[Image location labeling entries]
»»
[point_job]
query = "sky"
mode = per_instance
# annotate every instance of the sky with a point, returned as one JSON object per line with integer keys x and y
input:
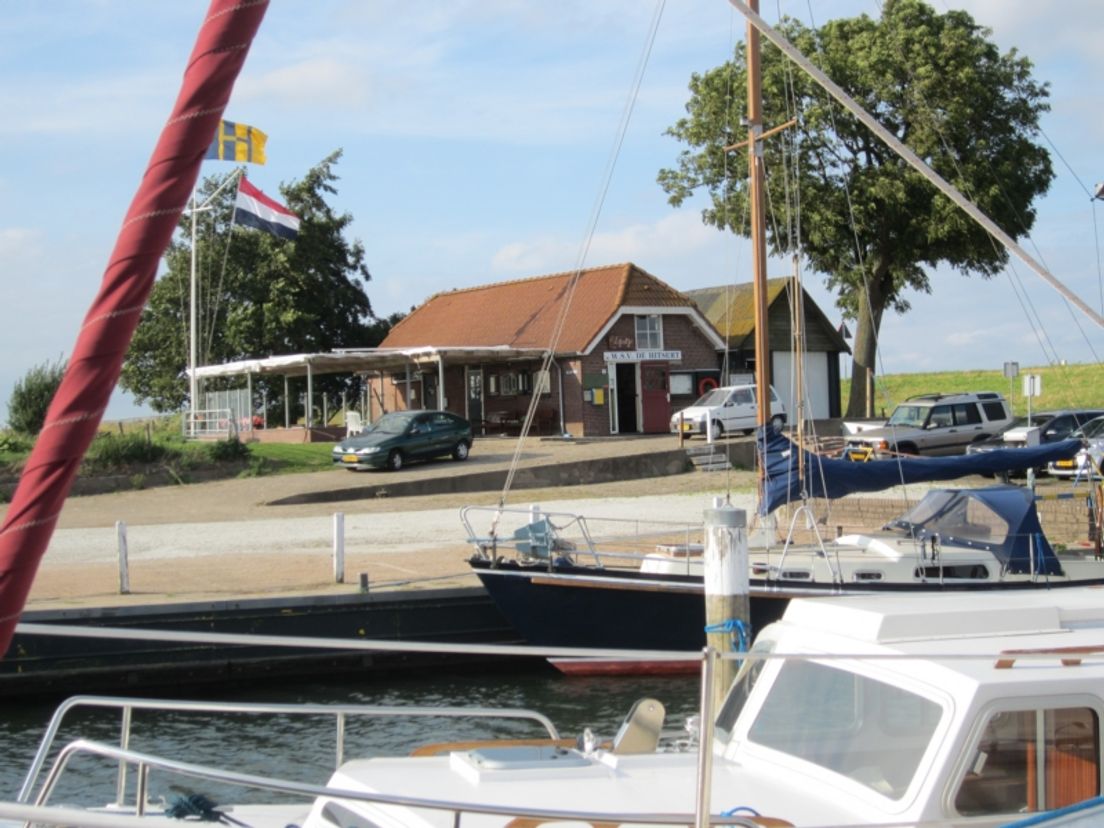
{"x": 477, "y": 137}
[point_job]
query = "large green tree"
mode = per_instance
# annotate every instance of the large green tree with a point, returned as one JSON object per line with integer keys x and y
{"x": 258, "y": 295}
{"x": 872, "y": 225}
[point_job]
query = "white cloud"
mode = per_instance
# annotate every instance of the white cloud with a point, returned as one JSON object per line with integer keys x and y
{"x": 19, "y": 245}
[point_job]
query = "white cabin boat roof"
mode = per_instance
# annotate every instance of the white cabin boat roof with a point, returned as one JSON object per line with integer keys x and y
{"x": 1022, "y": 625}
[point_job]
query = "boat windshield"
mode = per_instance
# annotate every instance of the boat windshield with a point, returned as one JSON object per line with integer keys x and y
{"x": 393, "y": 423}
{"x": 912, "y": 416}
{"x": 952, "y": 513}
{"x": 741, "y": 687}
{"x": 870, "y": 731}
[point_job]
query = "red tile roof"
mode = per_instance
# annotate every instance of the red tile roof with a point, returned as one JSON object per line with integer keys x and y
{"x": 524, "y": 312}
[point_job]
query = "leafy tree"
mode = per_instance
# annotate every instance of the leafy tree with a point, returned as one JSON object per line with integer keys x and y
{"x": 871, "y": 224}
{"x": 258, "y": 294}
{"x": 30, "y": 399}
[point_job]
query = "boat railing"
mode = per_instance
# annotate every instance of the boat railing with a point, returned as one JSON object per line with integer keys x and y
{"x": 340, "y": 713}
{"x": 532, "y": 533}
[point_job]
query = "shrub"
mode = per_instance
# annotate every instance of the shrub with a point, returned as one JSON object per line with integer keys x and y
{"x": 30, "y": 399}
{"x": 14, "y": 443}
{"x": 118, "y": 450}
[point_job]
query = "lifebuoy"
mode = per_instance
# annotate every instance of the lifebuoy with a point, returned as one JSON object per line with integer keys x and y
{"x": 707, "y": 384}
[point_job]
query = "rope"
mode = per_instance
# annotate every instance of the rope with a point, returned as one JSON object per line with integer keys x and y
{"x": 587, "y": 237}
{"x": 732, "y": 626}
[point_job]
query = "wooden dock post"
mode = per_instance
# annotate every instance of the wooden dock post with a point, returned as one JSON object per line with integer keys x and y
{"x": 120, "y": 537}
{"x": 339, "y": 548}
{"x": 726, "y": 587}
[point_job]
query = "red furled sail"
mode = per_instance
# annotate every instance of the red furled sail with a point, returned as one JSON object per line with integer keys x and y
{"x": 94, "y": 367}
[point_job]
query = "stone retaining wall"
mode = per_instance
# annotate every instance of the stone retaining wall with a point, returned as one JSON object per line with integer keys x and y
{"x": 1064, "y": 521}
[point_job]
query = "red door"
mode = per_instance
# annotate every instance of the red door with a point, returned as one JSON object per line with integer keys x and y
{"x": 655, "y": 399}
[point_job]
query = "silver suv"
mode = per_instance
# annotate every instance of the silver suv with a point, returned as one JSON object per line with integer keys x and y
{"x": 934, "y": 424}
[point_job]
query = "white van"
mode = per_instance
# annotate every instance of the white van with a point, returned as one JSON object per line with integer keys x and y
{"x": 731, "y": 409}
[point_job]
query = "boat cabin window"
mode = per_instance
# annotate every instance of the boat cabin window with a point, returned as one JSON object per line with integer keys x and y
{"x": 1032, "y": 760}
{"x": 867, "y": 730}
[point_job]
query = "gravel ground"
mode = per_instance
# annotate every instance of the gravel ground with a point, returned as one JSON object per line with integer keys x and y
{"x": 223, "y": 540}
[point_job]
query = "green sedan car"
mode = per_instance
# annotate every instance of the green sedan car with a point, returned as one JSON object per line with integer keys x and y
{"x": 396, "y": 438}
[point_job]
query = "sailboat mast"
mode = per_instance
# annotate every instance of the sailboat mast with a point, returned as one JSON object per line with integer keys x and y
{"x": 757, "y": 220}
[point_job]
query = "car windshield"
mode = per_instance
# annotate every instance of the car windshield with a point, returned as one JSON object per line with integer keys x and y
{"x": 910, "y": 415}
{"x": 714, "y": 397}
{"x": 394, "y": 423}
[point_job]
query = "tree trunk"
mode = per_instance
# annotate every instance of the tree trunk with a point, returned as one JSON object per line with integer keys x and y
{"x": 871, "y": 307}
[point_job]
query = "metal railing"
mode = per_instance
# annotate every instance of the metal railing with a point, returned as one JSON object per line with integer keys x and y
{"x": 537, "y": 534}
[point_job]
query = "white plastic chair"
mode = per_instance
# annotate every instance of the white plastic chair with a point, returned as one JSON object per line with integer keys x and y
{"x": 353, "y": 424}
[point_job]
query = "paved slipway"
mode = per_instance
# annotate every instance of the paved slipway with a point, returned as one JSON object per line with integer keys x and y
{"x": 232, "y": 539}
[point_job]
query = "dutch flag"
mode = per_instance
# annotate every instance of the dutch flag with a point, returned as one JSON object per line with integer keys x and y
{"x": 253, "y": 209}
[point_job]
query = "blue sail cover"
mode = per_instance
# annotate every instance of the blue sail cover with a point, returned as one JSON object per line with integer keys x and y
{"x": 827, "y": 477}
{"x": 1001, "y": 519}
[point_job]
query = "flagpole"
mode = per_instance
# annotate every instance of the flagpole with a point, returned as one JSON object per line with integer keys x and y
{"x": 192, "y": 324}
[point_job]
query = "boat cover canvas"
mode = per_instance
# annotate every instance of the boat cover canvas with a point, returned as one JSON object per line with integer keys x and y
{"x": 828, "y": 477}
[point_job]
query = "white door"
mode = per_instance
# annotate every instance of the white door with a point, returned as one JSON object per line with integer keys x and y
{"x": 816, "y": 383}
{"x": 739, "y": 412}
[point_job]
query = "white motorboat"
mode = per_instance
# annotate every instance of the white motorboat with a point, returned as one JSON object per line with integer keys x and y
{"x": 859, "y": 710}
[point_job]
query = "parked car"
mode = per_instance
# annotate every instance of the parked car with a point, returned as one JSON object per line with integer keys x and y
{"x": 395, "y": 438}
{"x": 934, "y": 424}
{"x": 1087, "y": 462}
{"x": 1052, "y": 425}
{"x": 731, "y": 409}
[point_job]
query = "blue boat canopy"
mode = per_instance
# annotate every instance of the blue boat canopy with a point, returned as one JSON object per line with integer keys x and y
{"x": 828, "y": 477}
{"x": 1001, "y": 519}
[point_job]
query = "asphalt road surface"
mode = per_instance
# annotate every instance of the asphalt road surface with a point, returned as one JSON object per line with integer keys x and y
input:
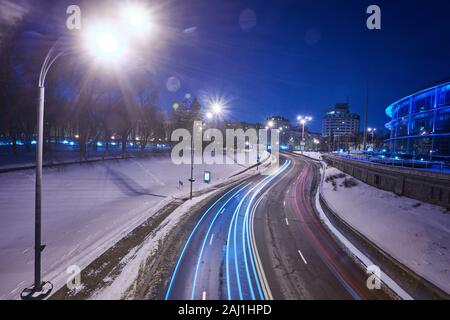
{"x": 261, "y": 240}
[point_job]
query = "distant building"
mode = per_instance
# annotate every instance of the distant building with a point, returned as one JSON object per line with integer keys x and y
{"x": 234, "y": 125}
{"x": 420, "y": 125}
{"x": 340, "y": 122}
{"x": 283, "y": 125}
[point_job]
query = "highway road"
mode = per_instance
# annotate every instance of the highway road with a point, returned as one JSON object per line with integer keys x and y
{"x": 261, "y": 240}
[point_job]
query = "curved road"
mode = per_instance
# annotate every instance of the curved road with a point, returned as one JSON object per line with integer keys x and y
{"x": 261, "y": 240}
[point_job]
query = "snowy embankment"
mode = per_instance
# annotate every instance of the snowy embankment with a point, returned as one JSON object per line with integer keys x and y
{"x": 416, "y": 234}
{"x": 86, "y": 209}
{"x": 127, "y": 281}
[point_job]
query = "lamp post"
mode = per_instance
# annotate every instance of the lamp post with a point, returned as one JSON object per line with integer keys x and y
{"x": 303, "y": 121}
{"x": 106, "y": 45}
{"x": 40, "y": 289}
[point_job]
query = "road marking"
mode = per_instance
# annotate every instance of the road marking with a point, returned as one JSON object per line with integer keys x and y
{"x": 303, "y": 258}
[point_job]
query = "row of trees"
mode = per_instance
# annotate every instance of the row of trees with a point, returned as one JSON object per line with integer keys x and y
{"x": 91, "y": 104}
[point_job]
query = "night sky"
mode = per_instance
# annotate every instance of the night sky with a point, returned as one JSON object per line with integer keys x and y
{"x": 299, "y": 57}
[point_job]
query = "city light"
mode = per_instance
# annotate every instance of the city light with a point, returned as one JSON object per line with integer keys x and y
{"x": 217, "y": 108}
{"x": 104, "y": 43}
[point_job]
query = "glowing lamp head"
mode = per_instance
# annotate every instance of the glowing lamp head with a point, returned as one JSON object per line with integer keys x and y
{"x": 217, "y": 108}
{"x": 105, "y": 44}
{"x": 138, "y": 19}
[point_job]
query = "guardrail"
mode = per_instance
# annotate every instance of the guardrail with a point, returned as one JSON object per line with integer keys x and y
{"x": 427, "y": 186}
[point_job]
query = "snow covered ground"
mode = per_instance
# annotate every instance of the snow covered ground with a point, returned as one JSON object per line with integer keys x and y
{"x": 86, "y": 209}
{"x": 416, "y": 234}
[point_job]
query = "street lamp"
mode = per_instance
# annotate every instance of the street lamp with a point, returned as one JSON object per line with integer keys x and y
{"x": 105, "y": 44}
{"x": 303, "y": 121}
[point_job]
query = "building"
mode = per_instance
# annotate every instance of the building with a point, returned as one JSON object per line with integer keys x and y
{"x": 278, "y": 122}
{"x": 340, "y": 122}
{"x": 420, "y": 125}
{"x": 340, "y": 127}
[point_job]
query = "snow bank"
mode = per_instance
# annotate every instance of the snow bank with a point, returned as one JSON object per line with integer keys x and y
««
* [Exercise goal]
Identify every line in the records above that contains the word "glowing" and copy each one. Treat case as significant.

* [The answer]
query = "glowing lamp head"
# annotate every instance of the glowing lamp head with a point, returned as one JSON object per line with integer keys x and y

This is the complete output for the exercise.